Goal >>
Please format the listing below as a numbered list, from its first line through the line containing "[[332, 219]]", both ends included, leaving out any blank lines.

:: Material for this exercise ::

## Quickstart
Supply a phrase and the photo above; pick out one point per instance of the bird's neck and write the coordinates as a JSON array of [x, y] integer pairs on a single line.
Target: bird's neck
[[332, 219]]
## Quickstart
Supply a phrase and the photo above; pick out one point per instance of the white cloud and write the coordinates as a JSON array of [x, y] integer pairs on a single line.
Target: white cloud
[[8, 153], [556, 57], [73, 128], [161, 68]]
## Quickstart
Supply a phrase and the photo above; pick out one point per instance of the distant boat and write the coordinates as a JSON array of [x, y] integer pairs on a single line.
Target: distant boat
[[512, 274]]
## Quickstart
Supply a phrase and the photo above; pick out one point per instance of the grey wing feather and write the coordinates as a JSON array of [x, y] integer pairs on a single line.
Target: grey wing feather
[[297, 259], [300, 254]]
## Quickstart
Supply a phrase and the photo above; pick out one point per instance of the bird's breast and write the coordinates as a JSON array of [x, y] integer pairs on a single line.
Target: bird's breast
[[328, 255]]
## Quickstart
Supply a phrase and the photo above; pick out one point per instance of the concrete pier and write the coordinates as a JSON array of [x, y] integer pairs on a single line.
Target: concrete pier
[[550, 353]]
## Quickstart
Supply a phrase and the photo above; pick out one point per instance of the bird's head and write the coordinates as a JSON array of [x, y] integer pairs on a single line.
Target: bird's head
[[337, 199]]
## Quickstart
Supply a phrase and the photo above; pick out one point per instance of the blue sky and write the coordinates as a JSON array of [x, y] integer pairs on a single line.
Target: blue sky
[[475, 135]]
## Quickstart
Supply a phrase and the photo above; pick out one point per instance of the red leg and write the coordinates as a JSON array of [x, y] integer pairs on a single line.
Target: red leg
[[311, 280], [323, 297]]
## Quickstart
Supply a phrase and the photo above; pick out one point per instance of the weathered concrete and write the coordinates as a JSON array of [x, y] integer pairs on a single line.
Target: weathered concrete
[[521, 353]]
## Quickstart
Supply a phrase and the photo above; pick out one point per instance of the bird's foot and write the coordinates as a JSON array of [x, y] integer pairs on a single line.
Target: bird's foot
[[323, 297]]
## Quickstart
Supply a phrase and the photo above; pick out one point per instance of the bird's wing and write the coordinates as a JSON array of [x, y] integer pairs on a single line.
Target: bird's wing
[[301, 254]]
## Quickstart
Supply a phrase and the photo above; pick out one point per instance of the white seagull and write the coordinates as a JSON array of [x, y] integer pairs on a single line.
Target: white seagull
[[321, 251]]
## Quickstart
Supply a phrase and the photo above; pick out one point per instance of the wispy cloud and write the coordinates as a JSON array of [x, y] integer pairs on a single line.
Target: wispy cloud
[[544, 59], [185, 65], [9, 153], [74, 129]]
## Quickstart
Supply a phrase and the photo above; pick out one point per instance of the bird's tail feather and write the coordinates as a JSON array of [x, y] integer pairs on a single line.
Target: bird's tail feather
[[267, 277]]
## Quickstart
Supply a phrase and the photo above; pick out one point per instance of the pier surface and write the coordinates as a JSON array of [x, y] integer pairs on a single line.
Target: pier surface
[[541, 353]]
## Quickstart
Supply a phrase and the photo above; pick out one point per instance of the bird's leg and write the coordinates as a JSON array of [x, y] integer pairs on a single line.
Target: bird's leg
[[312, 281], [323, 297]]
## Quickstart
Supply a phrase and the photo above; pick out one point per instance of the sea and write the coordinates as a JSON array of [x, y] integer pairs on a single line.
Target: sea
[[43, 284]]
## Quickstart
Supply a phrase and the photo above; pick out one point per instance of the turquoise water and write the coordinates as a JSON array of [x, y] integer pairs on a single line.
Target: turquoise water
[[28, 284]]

:::

Response >>
1. ## Quickstart
2. Supply a phrase and the photo above; pick out one point per instance of the bird's neck and write the coordinates as a JSON array of [x, y] integer pairs on a single line.
3. Target: bird's neck
4. [[332, 219]]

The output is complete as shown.